**THE EXERCISE**: Report how many lines of the listing below contain the word "head", giving only the number.

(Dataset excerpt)
---*---

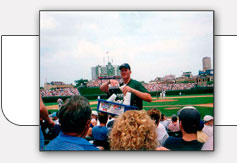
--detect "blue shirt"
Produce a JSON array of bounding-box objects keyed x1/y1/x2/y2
[
  {"x1": 92, "y1": 126, "x2": 108, "y2": 141},
  {"x1": 45, "y1": 132, "x2": 99, "y2": 151}
]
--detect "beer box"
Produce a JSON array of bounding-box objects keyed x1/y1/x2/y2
[{"x1": 97, "y1": 99, "x2": 138, "y2": 115}]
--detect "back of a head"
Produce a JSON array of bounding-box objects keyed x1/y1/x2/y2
[
  {"x1": 160, "y1": 114, "x2": 165, "y2": 121},
  {"x1": 98, "y1": 112, "x2": 108, "y2": 124},
  {"x1": 171, "y1": 114, "x2": 178, "y2": 122},
  {"x1": 59, "y1": 95, "x2": 91, "y2": 133},
  {"x1": 147, "y1": 108, "x2": 161, "y2": 125},
  {"x1": 110, "y1": 110, "x2": 157, "y2": 150},
  {"x1": 178, "y1": 106, "x2": 201, "y2": 133}
]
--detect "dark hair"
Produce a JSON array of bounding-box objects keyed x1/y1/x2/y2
[
  {"x1": 98, "y1": 112, "x2": 108, "y2": 124},
  {"x1": 147, "y1": 108, "x2": 161, "y2": 124},
  {"x1": 171, "y1": 114, "x2": 178, "y2": 122},
  {"x1": 160, "y1": 114, "x2": 165, "y2": 121},
  {"x1": 59, "y1": 95, "x2": 91, "y2": 133}
]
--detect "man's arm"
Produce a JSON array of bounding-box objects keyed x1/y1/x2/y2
[
  {"x1": 100, "y1": 80, "x2": 110, "y2": 92},
  {"x1": 40, "y1": 96, "x2": 54, "y2": 126},
  {"x1": 123, "y1": 86, "x2": 152, "y2": 102},
  {"x1": 100, "y1": 80, "x2": 119, "y2": 92}
]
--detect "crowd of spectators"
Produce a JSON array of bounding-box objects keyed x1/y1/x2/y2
[
  {"x1": 41, "y1": 95, "x2": 213, "y2": 151},
  {"x1": 40, "y1": 88, "x2": 79, "y2": 97}
]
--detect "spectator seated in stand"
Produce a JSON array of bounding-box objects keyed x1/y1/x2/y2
[
  {"x1": 160, "y1": 114, "x2": 170, "y2": 131},
  {"x1": 164, "y1": 106, "x2": 203, "y2": 151},
  {"x1": 92, "y1": 112, "x2": 109, "y2": 150},
  {"x1": 110, "y1": 110, "x2": 157, "y2": 150},
  {"x1": 202, "y1": 115, "x2": 214, "y2": 150},
  {"x1": 46, "y1": 95, "x2": 99, "y2": 150},
  {"x1": 147, "y1": 108, "x2": 169, "y2": 147}
]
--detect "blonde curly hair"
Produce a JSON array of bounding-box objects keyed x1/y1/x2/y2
[{"x1": 110, "y1": 110, "x2": 157, "y2": 150}]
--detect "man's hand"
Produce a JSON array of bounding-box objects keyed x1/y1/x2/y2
[
  {"x1": 110, "y1": 79, "x2": 119, "y2": 87},
  {"x1": 123, "y1": 86, "x2": 134, "y2": 96}
]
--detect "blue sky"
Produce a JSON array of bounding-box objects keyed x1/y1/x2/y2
[{"x1": 40, "y1": 11, "x2": 213, "y2": 86}]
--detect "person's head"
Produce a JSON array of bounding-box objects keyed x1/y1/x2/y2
[
  {"x1": 147, "y1": 108, "x2": 161, "y2": 126},
  {"x1": 110, "y1": 110, "x2": 157, "y2": 150},
  {"x1": 171, "y1": 114, "x2": 178, "y2": 123},
  {"x1": 59, "y1": 95, "x2": 91, "y2": 137},
  {"x1": 91, "y1": 110, "x2": 98, "y2": 120},
  {"x1": 98, "y1": 112, "x2": 108, "y2": 124},
  {"x1": 160, "y1": 114, "x2": 166, "y2": 121},
  {"x1": 203, "y1": 115, "x2": 214, "y2": 126},
  {"x1": 91, "y1": 118, "x2": 97, "y2": 126},
  {"x1": 119, "y1": 63, "x2": 132, "y2": 79},
  {"x1": 178, "y1": 106, "x2": 201, "y2": 134}
]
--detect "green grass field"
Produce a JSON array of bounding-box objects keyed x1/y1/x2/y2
[{"x1": 45, "y1": 94, "x2": 214, "y2": 118}]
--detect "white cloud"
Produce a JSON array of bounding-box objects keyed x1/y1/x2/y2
[{"x1": 40, "y1": 12, "x2": 213, "y2": 85}]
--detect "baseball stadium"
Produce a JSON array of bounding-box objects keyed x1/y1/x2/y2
[
  {"x1": 40, "y1": 57, "x2": 214, "y2": 118},
  {"x1": 40, "y1": 57, "x2": 214, "y2": 150}
]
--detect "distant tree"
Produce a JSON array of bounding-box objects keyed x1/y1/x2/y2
[{"x1": 75, "y1": 78, "x2": 88, "y2": 87}]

---*---

**OUTPUT OF THE EXERCISE**: 2